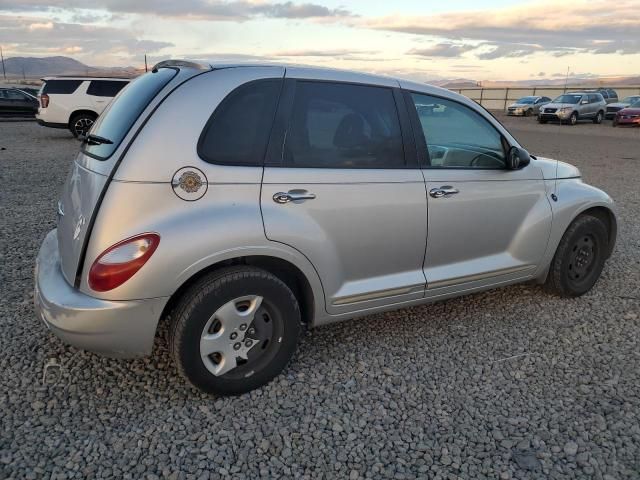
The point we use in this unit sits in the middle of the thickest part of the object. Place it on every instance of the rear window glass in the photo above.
(65, 87)
(105, 88)
(122, 113)
(238, 131)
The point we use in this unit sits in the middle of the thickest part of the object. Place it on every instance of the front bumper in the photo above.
(112, 328)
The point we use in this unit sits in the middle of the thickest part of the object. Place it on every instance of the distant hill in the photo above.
(39, 67)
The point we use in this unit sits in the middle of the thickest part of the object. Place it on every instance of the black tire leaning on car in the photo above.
(598, 118)
(206, 296)
(579, 259)
(81, 122)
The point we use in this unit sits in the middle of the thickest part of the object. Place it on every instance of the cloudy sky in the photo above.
(421, 39)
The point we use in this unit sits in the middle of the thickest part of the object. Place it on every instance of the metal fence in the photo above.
(499, 98)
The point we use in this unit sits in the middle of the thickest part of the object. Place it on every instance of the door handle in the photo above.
(293, 196)
(443, 191)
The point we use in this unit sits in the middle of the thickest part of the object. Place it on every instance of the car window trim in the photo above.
(421, 137)
(275, 150)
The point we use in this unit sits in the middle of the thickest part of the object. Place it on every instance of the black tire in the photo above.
(81, 123)
(198, 305)
(579, 259)
(598, 118)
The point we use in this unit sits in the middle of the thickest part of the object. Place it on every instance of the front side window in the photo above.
(105, 88)
(338, 125)
(457, 136)
(238, 131)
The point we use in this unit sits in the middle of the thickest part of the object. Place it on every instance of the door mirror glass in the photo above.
(517, 158)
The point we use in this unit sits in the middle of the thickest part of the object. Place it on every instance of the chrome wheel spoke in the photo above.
(224, 337)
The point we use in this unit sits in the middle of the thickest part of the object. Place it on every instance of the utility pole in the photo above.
(4, 73)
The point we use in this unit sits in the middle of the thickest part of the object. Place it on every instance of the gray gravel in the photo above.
(512, 383)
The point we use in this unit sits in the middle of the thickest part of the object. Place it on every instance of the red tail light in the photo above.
(121, 261)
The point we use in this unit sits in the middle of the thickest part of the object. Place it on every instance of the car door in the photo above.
(487, 225)
(342, 186)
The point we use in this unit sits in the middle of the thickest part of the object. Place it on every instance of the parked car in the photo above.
(609, 94)
(16, 102)
(629, 116)
(571, 108)
(527, 106)
(75, 102)
(270, 197)
(613, 108)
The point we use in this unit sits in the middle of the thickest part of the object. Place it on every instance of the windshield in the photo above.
(568, 99)
(114, 124)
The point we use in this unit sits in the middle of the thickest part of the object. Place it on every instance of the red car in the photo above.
(628, 116)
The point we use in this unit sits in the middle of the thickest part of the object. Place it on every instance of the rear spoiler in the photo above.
(182, 63)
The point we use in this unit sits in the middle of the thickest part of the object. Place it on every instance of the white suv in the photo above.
(75, 102)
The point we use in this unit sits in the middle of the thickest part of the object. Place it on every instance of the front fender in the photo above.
(574, 198)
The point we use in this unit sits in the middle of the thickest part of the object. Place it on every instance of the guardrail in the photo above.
(500, 98)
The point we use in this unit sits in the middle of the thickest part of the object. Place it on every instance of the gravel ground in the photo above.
(511, 383)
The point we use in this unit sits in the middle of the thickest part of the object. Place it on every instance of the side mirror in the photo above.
(517, 158)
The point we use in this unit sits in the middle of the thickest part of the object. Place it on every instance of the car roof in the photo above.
(79, 77)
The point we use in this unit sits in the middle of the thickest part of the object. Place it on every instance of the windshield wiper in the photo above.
(92, 139)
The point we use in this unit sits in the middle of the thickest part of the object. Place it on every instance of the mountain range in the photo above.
(35, 68)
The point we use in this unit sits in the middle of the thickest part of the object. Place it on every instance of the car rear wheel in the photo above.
(234, 330)
(580, 257)
(598, 119)
(81, 123)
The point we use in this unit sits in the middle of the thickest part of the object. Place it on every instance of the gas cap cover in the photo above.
(189, 183)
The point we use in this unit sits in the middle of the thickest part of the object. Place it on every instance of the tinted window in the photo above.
(337, 125)
(238, 131)
(61, 86)
(122, 113)
(105, 88)
(457, 136)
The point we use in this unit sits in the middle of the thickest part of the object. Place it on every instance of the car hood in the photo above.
(554, 169)
(560, 105)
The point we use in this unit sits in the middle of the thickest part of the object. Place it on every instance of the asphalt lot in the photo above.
(511, 383)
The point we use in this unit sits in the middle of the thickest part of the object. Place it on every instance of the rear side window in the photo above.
(63, 87)
(336, 125)
(105, 88)
(238, 131)
(122, 113)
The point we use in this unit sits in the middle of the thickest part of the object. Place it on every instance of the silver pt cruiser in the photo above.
(239, 203)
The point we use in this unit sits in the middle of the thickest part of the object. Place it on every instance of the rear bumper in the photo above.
(50, 124)
(112, 328)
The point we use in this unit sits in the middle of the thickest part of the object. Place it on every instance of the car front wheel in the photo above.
(234, 330)
(580, 257)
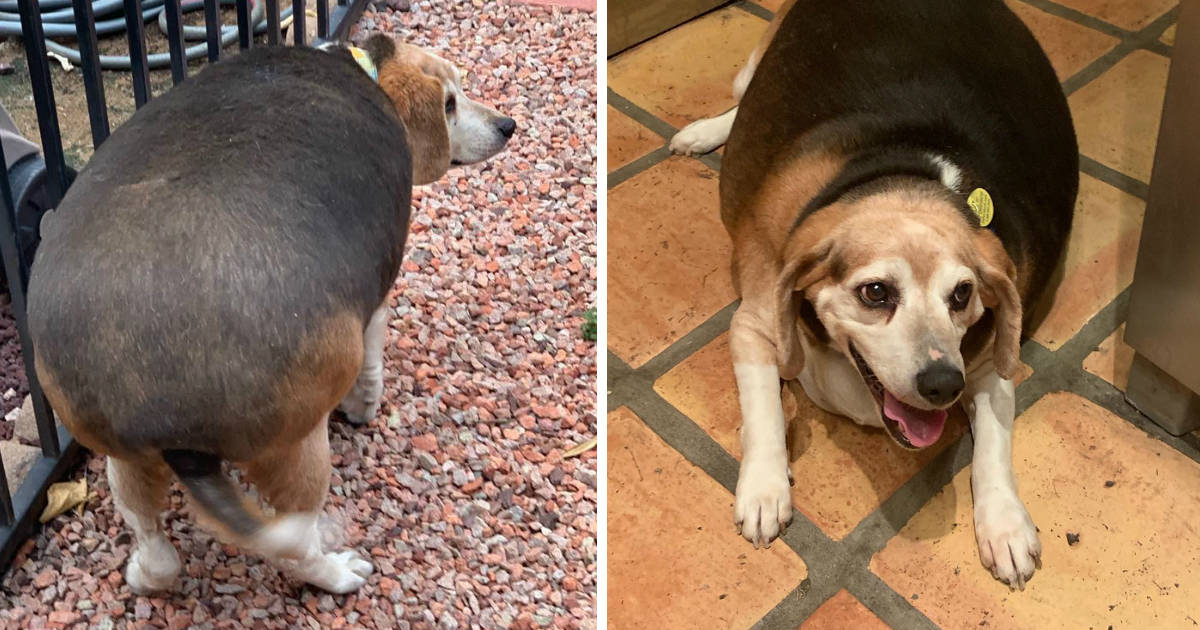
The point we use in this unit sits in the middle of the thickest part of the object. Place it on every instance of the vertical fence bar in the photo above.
(175, 42)
(298, 28)
(273, 22)
(93, 83)
(47, 432)
(139, 66)
(213, 28)
(245, 29)
(43, 100)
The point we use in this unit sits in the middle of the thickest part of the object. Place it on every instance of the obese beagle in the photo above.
(215, 283)
(898, 183)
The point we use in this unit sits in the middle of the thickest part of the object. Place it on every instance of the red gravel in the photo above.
(459, 491)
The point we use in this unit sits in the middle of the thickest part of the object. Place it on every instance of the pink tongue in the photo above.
(921, 426)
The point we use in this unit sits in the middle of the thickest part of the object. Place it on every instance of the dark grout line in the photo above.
(636, 167)
(792, 610)
(689, 343)
(1080, 18)
(617, 370)
(755, 9)
(645, 118)
(1096, 69)
(1095, 331)
(1114, 178)
(1159, 48)
(889, 606)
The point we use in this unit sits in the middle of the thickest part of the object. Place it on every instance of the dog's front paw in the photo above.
(763, 503)
(1008, 540)
(153, 565)
(361, 405)
(700, 137)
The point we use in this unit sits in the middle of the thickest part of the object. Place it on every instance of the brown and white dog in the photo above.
(215, 283)
(861, 161)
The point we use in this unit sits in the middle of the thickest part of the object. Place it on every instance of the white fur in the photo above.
(763, 502)
(361, 405)
(951, 175)
(294, 543)
(1008, 540)
(706, 135)
(154, 563)
(703, 136)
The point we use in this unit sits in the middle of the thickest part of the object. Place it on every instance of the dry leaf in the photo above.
(63, 496)
(581, 449)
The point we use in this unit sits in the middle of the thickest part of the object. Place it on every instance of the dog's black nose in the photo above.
(507, 126)
(940, 383)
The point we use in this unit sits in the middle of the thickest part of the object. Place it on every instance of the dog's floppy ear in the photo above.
(807, 261)
(379, 48)
(997, 289)
(420, 105)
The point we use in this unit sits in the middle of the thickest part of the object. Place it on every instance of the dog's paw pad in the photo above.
(763, 503)
(701, 137)
(1008, 541)
(153, 567)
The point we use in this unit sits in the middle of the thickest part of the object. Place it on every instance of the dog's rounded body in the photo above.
(867, 142)
(215, 283)
(221, 256)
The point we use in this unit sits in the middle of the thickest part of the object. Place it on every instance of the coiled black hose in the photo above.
(58, 21)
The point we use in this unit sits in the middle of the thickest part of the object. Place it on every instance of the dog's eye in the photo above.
(961, 297)
(875, 294)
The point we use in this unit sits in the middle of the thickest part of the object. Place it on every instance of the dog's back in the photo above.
(243, 207)
(966, 81)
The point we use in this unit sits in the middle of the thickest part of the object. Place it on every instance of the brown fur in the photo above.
(419, 102)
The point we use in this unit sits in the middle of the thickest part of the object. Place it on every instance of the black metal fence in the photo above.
(21, 507)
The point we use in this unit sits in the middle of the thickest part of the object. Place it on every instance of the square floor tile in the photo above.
(1069, 46)
(687, 73)
(1111, 360)
(1101, 257)
(1117, 114)
(843, 471)
(675, 561)
(669, 257)
(1133, 565)
(628, 139)
(1168, 36)
(1131, 15)
(843, 612)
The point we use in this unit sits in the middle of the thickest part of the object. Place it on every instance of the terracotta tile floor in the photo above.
(883, 538)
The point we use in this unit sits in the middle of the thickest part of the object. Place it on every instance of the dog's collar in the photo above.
(892, 162)
(359, 55)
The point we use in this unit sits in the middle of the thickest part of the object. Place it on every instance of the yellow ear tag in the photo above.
(365, 61)
(981, 204)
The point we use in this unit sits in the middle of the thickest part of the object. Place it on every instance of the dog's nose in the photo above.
(940, 383)
(507, 126)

#####

■ **EXERCISE**
Transcribe the material without any changes, from the line that contains "dog's nose in the photo above." through the end of the material.

■ **EXERCISE ANSWER**
The point we use in this unit sits in the middle of the thickest part of the object. Place it on every instance of the dog's nose in the photo above.
(940, 383)
(507, 126)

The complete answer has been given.